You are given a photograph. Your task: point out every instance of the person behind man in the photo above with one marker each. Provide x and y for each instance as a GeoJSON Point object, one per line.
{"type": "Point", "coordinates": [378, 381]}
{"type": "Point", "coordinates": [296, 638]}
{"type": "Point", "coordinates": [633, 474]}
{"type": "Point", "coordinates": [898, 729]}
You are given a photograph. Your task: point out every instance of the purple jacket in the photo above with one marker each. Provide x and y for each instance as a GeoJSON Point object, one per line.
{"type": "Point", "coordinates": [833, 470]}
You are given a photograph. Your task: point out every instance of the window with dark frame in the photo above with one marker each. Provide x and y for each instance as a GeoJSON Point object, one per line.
========
■ Directions for this task
Rewrite every item above, replacing "marker" with "dot" and leaving everything else the same.

■ Output below
You are given a photograph. Your task: point out every instance of the person behind man in the photo above with one dot each. Provide x and y for each instance as a GeoJSON Point object, one per line.
{"type": "Point", "coordinates": [378, 381]}
{"type": "Point", "coordinates": [296, 638]}
{"type": "Point", "coordinates": [633, 474]}
{"type": "Point", "coordinates": [898, 729]}
You are given a photograph. Your task: point out every instance of the purple jacket in the photo above with one dot each. Provide x and y for each instance as a GeoJSON Point object, one per line.
{"type": "Point", "coordinates": [833, 470]}
You are given a photograph. Your task: point out every instance of the window with dark frame in the photo above with one dot each. Provide x and y for each instance as a GeoJSON Point object, one per line.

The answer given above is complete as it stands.